- REQUESTS -
1 > According to the album review, who wrote the NME piece comparing Hots On For Nowhere to Glenn Miller?
2 > Please turn the album review's paragraph beginning "Royal Orleans is full of funk" into a short bulleted list that keeps its main facts.
3 > Carry on the track-by-track album review from its final sentence, in the same style.

- TEXT EXTRACT -
************

Achilles retains the majesty and mystery that so transfixed us way back.

For Your Life has that undeniable dark lyrical edge has it grinds its way through its six minute duration. The Page solo here still sounds like one of his best …maybe THE best – unfolding with incredible venom.

Royal Orleans is full of funk on a lighter level punctuated by Page Jones and Bonham pounding out the riff, over which Plant unfolds the humorous story of road fever goings on in a New Orleans hotel. Bonzo’s conga drumming is right to the fore half way through and benefits greatly from this new remaster.

Over on side two, Nobody’s Fault But Like Mine is graced with a truly startling introduction as good as any track anywhere. For all their early blues musings they never dressed up an old blues tune more inventively than when they re wrote Blind Willie’s Nobody’s Fault. Lemon squeezing Delta dealings merge with Page’s sonic guitar technology. Absoluyely masterful. 

In the 50s singer Ral Donner skit Candy Store Rock, we find them just turning themselves on – playing on a 50s groove in the manner they approached the countless off the cuff juke box faves within many a Whole Lotta Love live medley. On the new remaster this a revelation – as the echo effect of Plant’s vocals zip right across the speakers.

The pure intuitive swing of Hots On For Nowhere reflects its very live in the studio construction and as Charles Shaar Murray so astutely noted in his NME review of the time, brings to mind ”What Glenn Miller would have sounded like if he had played in a murderously heavy four piece rock band”.

Leaving the understandably downbeat Tea For One, a slow blues reflecting Robert Plant’s hurt at being away form his family. ”Time goes very slowly when you cant kick a ball or kick a roadie even kick your drummer so time has been the teacher and I’ve been the pupil” he noted at the time.

************

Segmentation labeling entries
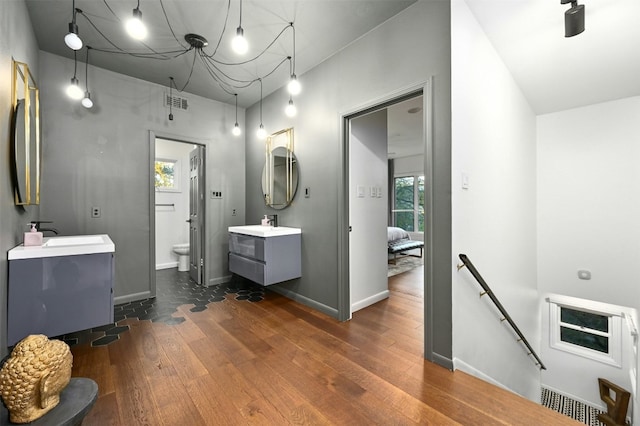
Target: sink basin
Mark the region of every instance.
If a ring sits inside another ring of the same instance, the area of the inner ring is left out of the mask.
[[[229,232],[235,234],[253,235],[254,237],[280,237],[283,235],[301,234],[300,228],[289,228],[286,226],[262,226],[262,225],[244,225],[230,226]]]
[[[101,235],[80,235],[77,237],[51,237],[42,245],[45,247],[61,247],[102,243],[104,243],[104,238]]]
[[[9,260],[41,257],[77,256],[82,254],[113,253],[116,248],[106,234],[73,235],[45,238],[41,246],[20,244],[8,252]]]

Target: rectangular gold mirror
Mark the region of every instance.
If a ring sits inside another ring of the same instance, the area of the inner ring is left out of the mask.
[[[13,61],[11,166],[16,205],[40,204],[40,92],[29,66]]]

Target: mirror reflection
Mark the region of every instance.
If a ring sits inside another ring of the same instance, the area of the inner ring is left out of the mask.
[[[293,129],[267,138],[262,170],[262,194],[267,206],[281,210],[289,206],[298,189],[298,161],[293,152]]]
[[[11,169],[16,205],[40,203],[40,99],[29,67],[13,62]]]

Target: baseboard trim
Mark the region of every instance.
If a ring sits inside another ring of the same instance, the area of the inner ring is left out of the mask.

************

- RESULTS -
1 > Charles Shaar Murray

2 >
- Royal Orleans is full of funk on a lighter level.
- Page, Jones and Bonham pound out the riff.
- Over it, Plant tells a humorous story of road-fever goings-on in a New Orleans hotel.
- Bonzo's conga drumming comes to the fore halfway through and benefits greatly from the new remaster.

3 >
Summary: This new Presence remaster only goes to emphasis how great an achievement this seventh Led Zeppelin album was, and is. A crucial album in the catalogue which will rightly attain many accolades in the coming days and weeks. Folks – you are going to absolutely love this one…

Companion Audio Disc Content:

pres_invert_(257x257)

So to the Companion Disc Audio content:

For Your Life (Reference Mix) 6.28

As the riff halts each time, there’s a pronounced echo effect. Altogether a  denser mix. At 3 mins 18 additional vocal nuances from Robert. Again the overdubs are more upfront. The solo is an alternate version – the final stinging one has yet to be added. This one bends and twists on to the canvas creeping up on the listener in the process. Always on the edge…and essential in any mix..

10 Ribs & All/Carrot Pod Pod (Pod) (Reference Mix) 6.48

Opens with low key piano from John Paul Jones. Instantly reminded me of the JPJ piano concerto type solos applied to the live versions of No Quarter in 1975 notably at Earls Court. The plaintive piano arrangement also recalls to mind his playing on Ice Fishing At Night on The Thunderthief solo album.

Mournful, forlorn and reflective, it creates a beautiful atmosphere. Jimmy drifts in at 2mins 39 with some minor descending electric strumming, quite possibly courtesy of the Telecaster B bender. Behind all that there’s an acoustic guitar – all very autumnal and Ten Years Gone- ish. Then John Bonham enters at 3 mins 01 and like Jimmy says, it will make you smile – it might even make you cry. It all leads on to something of a crescendo in an All My Love outro tempo.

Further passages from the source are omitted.